:: Dataset records

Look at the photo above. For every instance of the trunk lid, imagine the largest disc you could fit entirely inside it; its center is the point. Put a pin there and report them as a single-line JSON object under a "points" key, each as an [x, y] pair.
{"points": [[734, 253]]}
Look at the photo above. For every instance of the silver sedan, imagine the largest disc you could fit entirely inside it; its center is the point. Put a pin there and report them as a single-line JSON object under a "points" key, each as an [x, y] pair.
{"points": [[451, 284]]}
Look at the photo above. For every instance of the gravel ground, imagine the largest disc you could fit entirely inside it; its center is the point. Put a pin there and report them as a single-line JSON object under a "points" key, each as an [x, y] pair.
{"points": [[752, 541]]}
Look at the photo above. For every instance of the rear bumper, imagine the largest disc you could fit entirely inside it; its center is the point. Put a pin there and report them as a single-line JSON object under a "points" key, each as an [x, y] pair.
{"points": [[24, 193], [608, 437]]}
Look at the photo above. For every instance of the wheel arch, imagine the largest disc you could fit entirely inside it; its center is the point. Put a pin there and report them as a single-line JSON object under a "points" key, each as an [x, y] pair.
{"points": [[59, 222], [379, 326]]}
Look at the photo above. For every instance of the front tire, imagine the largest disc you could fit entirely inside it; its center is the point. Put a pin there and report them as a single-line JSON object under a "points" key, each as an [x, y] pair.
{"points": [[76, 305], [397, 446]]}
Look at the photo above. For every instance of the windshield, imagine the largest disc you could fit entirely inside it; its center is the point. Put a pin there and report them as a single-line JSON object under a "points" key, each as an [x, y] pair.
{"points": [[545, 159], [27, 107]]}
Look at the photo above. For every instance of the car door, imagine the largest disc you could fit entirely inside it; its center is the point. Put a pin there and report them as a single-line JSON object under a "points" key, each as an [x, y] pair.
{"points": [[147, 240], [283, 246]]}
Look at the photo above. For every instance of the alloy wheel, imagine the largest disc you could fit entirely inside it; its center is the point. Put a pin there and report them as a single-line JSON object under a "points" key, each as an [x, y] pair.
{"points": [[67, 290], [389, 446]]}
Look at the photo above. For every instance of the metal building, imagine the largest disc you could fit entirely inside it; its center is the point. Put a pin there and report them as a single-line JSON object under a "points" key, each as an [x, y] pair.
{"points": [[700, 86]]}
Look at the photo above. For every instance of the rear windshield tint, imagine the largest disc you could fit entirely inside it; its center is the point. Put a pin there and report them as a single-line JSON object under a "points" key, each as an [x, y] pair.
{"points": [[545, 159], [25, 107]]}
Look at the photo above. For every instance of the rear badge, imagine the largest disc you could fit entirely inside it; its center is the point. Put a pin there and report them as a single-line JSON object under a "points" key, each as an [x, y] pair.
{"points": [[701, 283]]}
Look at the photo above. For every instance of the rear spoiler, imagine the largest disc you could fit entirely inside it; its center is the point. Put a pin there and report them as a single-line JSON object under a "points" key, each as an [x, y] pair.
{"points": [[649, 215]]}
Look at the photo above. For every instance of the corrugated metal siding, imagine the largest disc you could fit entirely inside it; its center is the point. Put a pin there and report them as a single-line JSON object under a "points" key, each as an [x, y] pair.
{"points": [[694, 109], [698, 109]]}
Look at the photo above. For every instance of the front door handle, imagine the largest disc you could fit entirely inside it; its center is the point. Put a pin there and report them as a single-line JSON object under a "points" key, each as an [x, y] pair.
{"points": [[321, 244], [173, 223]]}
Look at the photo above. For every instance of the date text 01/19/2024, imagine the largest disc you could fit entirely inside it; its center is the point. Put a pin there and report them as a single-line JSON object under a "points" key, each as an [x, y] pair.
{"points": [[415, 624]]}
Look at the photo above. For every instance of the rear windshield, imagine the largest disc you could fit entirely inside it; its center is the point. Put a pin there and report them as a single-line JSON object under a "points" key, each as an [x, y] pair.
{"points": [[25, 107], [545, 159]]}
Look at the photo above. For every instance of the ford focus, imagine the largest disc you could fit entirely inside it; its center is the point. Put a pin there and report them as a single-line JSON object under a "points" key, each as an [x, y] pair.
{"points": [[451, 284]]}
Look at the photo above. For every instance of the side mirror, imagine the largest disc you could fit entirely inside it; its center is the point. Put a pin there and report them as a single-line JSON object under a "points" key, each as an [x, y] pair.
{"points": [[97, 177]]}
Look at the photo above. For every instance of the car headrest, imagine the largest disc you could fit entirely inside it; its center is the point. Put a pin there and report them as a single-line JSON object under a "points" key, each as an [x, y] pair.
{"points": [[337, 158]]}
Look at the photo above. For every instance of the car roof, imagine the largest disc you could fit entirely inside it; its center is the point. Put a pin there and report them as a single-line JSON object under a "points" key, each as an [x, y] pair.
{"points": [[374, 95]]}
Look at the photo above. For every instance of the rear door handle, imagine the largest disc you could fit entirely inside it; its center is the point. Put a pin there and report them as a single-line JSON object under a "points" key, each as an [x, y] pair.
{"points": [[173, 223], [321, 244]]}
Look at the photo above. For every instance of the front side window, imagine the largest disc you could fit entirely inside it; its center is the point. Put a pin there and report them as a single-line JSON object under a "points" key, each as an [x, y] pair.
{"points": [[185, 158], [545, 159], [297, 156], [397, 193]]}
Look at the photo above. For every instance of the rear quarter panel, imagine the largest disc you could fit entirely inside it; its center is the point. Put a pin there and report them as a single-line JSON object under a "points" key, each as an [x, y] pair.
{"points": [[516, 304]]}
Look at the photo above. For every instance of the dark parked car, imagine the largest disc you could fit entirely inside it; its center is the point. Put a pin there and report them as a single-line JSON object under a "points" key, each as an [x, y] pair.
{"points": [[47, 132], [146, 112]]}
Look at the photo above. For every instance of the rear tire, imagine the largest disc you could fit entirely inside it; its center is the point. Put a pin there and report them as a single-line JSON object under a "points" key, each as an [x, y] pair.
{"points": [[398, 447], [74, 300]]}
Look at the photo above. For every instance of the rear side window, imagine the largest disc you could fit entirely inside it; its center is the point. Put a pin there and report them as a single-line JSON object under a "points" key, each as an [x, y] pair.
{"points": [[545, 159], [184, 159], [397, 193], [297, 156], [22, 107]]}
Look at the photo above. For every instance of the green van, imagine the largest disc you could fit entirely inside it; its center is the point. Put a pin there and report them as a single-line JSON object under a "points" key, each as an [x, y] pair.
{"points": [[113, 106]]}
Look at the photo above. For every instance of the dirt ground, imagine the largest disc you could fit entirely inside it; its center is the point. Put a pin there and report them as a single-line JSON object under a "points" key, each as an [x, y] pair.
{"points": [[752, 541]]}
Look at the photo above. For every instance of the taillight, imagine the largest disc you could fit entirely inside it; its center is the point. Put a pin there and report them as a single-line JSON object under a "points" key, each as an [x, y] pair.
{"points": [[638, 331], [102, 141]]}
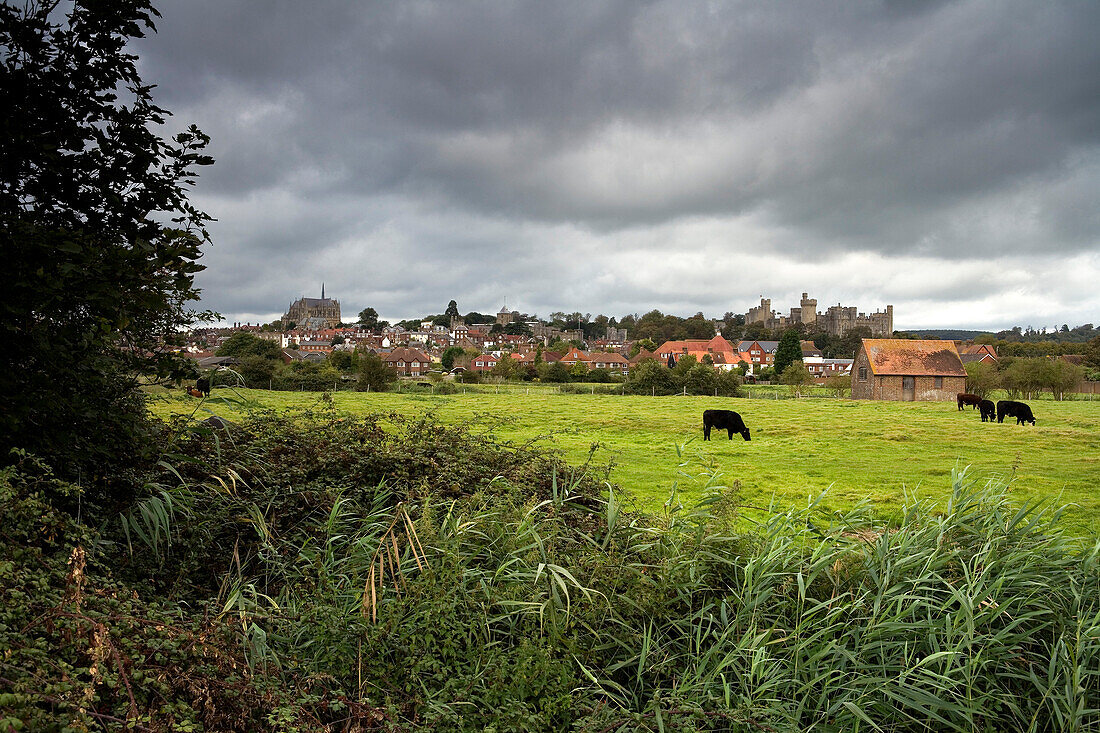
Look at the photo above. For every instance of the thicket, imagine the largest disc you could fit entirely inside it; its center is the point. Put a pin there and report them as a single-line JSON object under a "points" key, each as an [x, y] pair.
{"points": [[1024, 378], [320, 571]]}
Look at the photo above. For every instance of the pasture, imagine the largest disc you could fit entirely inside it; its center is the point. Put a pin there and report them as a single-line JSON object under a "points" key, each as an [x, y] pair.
{"points": [[853, 450]]}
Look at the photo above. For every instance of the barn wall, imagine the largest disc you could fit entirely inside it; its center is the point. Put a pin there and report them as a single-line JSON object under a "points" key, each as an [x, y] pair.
{"points": [[861, 390], [889, 387]]}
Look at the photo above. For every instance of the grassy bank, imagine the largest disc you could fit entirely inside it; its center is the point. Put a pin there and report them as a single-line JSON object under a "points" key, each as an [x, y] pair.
{"points": [[853, 450], [325, 572]]}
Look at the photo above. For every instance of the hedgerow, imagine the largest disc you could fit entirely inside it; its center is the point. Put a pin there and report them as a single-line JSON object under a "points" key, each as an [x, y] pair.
{"points": [[318, 571]]}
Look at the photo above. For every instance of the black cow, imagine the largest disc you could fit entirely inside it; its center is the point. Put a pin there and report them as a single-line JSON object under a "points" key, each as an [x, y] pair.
{"points": [[988, 411], [724, 419], [965, 398], [1018, 409]]}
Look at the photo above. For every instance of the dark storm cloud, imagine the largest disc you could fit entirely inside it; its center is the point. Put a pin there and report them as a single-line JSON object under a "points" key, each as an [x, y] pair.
{"points": [[454, 148]]}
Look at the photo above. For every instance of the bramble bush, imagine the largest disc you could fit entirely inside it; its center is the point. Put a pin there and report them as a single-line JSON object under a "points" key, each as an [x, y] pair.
{"points": [[321, 571]]}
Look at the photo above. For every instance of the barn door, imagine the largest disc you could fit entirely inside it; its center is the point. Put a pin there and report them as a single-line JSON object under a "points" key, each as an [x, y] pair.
{"points": [[909, 389]]}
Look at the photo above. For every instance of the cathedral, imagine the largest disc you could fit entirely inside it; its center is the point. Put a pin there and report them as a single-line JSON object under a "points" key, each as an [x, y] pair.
{"points": [[314, 313]]}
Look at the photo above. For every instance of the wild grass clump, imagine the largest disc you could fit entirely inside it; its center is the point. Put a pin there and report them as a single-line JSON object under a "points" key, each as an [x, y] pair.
{"points": [[386, 573]]}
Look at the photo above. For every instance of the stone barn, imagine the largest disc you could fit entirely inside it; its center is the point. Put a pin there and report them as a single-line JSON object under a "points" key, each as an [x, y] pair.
{"points": [[908, 370]]}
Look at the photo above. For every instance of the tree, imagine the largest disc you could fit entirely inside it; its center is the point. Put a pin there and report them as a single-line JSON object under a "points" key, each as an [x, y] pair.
{"points": [[374, 374], [343, 360], [1092, 353], [243, 343], [369, 318], [789, 350], [506, 368], [650, 376], [556, 372], [1062, 376], [981, 379], [450, 353], [700, 379], [101, 244], [642, 343], [796, 376], [838, 384], [256, 371]]}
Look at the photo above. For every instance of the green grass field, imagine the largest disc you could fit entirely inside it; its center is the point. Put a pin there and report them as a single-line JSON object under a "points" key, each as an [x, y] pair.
{"points": [[854, 450]]}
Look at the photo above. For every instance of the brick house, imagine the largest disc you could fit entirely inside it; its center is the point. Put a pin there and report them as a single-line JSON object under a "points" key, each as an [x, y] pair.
{"points": [[908, 370], [608, 360], [407, 362], [483, 362], [316, 347], [721, 351], [757, 353]]}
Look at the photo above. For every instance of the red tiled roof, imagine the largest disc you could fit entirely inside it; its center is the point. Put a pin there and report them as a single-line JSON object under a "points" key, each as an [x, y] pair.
{"points": [[407, 354], [913, 358]]}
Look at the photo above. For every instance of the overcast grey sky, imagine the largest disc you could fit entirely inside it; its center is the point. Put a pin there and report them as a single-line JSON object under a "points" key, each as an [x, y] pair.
{"points": [[620, 156]]}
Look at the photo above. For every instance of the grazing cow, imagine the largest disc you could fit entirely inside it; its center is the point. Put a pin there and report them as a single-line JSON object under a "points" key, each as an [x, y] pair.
{"points": [[724, 419], [1018, 409], [965, 398], [988, 411]]}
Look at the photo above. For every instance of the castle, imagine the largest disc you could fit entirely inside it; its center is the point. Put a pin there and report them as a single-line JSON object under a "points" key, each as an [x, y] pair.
{"points": [[836, 320], [314, 313]]}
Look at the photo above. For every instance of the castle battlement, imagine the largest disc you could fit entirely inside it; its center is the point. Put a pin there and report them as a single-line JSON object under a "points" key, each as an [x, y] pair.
{"points": [[836, 320]]}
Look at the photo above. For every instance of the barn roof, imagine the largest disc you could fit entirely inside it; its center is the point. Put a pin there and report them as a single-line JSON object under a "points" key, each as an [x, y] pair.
{"points": [[913, 358]]}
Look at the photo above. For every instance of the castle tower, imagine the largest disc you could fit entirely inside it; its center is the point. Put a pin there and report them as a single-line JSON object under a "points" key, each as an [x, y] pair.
{"points": [[809, 309]]}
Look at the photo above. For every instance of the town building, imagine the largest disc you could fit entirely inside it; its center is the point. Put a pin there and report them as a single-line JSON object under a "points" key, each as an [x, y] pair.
{"points": [[307, 313], [908, 370], [722, 352], [407, 362]]}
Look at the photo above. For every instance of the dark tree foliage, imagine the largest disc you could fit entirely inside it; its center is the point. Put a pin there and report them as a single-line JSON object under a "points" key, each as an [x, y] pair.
{"points": [[789, 351], [369, 318], [99, 240], [374, 374]]}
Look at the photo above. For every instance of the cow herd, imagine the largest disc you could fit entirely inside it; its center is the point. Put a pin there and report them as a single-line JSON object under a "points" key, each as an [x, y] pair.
{"points": [[1000, 411], [727, 419]]}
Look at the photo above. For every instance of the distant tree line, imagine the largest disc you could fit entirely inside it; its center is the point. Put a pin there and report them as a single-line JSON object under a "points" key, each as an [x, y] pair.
{"points": [[1024, 378]]}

::::

Written request: Everything from the line with "Look at the photo above. For every instance of the town" through the last line of the material above should be echoed exactly, and nothing else.

Solution for this task:
Look at the photo above. For every instance of the town building, imagine the largest disc you could fit entirely inside it; its center is the point. Put a pin there and report them as a single-line JSON object under a "points" key, each as an [x, y] pair.
{"points": [[307, 313], [908, 370], [722, 352], [407, 362]]}
Look at the photo above. For every instance of the dark tree foliage, imagine the largest disc you could fit entirely inside it; its center is the point. Put a pin there and report them as a single-line JSON object under a "points" key, each as an [x, y] pair.
{"points": [[789, 351], [369, 318], [99, 240], [374, 374]]}
Look at the photo above. For every instance of the cow herd, imagine the largest disc you could fit entirely inside it; its center is the point. Put a pin there and report them as a single-line JSON object under a "points" key, each as an [x, y] pair.
{"points": [[1000, 411], [727, 419]]}
Look at the photo above. For every instance of the distant tree line, imagine the largest disc you could fit entirely inside it; its center is the point. Put a pin there and report them as a single-line JSON object under a "points" key, each as an [x, y] pair.
{"points": [[1024, 378]]}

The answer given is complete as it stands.